# STATED TASK A
List every region that, according to the passage on Pericles, revolted on news of the Athenian disaster at Coronea.
# STATED TASK B
Return verbatim the part of the passage on Pericles that opens with the words containing "2. The later" and closes with "tool of Pericles.".
# STATED TASK C
Resume the passage on Pericles, picking up right after its final sentence.

# SUPPLIED TEXT
-- -- --

Pericles may now have hoped to resume his aggressive policy in Greece Proper, but the events of the following years completely disillusioned him. In 447 an Athenian army, which had marched into Boeotia to quell an insurrection, had to surrender in a body at Coronea, and the price of their ransom was the evacuation of Boeotia. Upon news of this disaster Phocis, Locris and Euboea revolted, and the Megarians massacred their Athenian garrison, while a Spartan army penetrated into Attica as far as Eleusis. In this crisis Pericles induced the Spartan leaders to retreat, apparently by means of a bribe, and hastened to reconquer Euboea; but the other land possessions could not be recovered, and in a thirty years’ truce which was arranged in 445 Athens definitely renounced her predominance in Greece Proper. Pericles’ foreign policy henceforward underwent a profound change—to consolidate the naval supremacy, or to extend it by a cautious advance, remained his only ambition.

  1. He must have been born before 485–484, in which years his father was ostracized. On the other hand, Plutarch describes him as νεος ὤν, i.e. not yet 30, in 463.
  2. The later eminence of Pericles has probably misled historians into exaggerating his influence at this time. Even the Const. Ath. (ch. 27) says that Pericles took “some” prerogatives from the Areopagus; this looks like a conjecture based on Arist. Pol. ii. 9 (12), 1273; τὴν ἐν Ἀρείω πάγῳ βουλὴν Ἐφιάλτης ἐκόλουςε καὶ Περικλῆς, a passage which really proves nothing. Plutarch, who is clearly blinded by Pericles’ subsequent brilliance, makes him suddenly burst into prominence and hold the highest place for 40 years (i.e. from 469); he degrades Ephialtes into a tool of Pericles.

-- -- --

# LISTED RECORDS
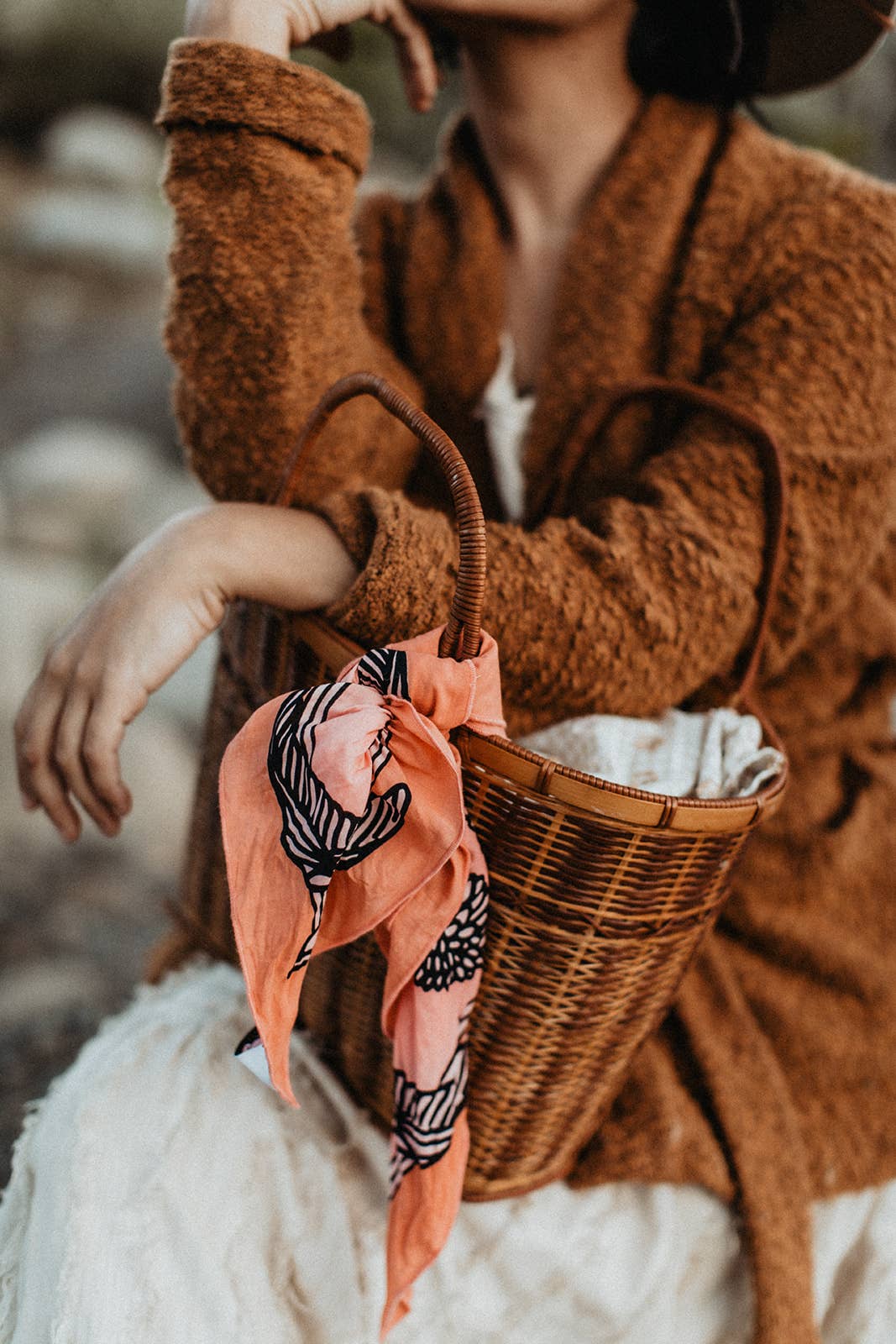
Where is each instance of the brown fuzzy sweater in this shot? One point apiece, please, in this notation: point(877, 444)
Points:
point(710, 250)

-- -- --

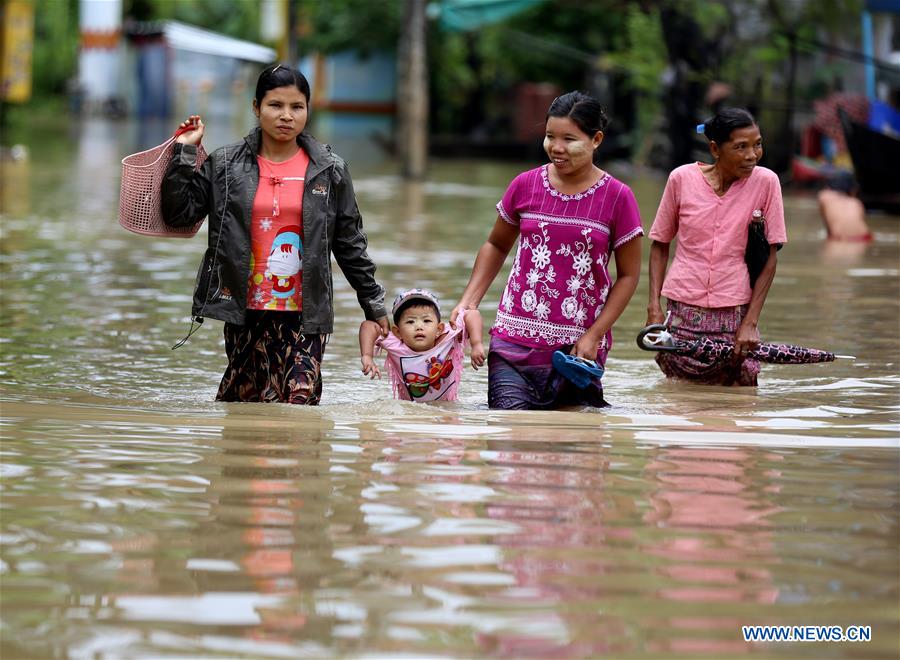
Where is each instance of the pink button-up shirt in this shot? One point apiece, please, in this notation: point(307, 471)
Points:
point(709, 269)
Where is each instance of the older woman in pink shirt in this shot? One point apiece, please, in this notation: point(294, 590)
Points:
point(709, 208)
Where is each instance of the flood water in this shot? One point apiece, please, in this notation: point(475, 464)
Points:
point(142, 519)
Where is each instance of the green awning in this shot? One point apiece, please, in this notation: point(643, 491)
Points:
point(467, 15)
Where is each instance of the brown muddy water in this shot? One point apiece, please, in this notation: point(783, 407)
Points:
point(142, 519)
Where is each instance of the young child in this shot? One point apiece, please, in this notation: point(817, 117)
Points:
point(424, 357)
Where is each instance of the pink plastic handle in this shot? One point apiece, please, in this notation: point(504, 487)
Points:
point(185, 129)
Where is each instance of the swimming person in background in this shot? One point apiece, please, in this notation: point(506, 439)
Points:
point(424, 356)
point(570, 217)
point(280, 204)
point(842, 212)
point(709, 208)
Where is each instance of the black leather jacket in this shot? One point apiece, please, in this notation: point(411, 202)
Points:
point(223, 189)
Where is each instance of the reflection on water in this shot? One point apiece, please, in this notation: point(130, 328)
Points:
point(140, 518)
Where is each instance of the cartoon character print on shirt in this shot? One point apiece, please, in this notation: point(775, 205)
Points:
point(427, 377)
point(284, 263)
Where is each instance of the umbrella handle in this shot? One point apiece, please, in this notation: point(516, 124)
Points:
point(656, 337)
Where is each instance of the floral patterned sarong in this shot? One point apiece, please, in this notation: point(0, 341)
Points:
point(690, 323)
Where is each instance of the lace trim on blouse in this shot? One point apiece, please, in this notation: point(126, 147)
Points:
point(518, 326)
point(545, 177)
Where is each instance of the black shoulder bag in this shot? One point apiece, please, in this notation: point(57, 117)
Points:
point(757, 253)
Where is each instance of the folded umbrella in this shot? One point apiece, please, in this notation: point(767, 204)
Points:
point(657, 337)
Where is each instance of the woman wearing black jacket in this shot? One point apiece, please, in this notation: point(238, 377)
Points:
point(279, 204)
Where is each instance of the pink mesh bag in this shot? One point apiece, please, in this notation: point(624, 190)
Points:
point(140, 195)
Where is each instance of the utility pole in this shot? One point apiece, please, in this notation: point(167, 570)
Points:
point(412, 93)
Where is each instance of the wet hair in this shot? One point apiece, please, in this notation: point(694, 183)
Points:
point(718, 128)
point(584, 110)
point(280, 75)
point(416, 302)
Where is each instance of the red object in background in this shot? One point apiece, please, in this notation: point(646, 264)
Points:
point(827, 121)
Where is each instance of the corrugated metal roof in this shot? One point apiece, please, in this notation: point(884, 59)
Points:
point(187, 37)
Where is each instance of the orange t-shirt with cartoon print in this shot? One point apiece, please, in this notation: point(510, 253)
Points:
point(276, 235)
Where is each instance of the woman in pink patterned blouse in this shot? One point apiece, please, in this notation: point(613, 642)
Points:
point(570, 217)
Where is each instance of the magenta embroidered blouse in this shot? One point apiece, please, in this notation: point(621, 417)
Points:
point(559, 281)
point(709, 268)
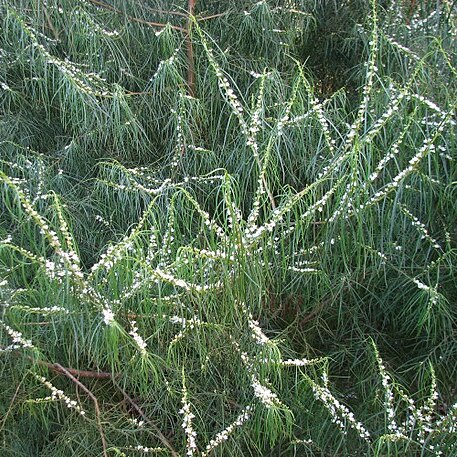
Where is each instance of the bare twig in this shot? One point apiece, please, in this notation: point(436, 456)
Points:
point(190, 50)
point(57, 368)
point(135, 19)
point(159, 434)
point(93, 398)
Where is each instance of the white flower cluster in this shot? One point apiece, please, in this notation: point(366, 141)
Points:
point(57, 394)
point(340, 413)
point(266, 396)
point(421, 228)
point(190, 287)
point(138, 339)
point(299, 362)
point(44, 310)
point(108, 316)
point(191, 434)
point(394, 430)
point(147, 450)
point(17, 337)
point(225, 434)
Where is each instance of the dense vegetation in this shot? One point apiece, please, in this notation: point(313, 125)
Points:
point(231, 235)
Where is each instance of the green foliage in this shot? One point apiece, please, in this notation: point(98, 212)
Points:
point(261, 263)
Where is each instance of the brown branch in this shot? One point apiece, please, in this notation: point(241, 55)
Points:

-- -- --

# EXPECTED ANSWER A
Phocis, Locris, Euboea

# EXPECTED ANSWER B
2. The later eminence of Pericles has probably misled historians into exaggerating his influence at this time. Even the Const. Ath. (ch. 27) says that Pericles took “some” prerogatives from the Areopagus; this looks like a conjecture based on Arist. Pol. ii. 9 (12), 1273; τὴν ἐν Ἀρείω πάγῳ βουλὴν Ἐφιάλτης ἐκόλουςε καὶ Περικλῆς, a passage which really proves nothing. Plutarch, who is clearly blinded by Pericles’ subsequent brilliance, makes him suddenly burst into prominence and hold the highest place for 40 years (i.e. from 469); he degrades Ephialtes into a tool of Pericles.

# EXPECTED ANSWER C
  3. The chronology of these years down to 449 is not quite certain.
  4. An abortive expedition to reinstate a Thessalian prince probably also belongs to this year; there is also evidence that Athens interfered in a war between Sellnus and Segesta in Sicily about this time.
  5. The “peace of Callias” is perhaps a fiction of the 4th century orators. All the earlier evidence goes to show that only an informal understanding was arrived at, based on the de facto inability of either power to cripple the other (see Cimon).
  6. 448 seems the most likely date. Before 460 Pericles’ influence was as yet too small; 460–451 were years of war. After 445 Athens was hardly in a position to summon such a congress, and would not have sent 10 envoys out of 20 to northern and central Greece, where she had just lost all her influence; nor is it likely that the building of the Parthenon (begun not later than 447) was entered on before the congress.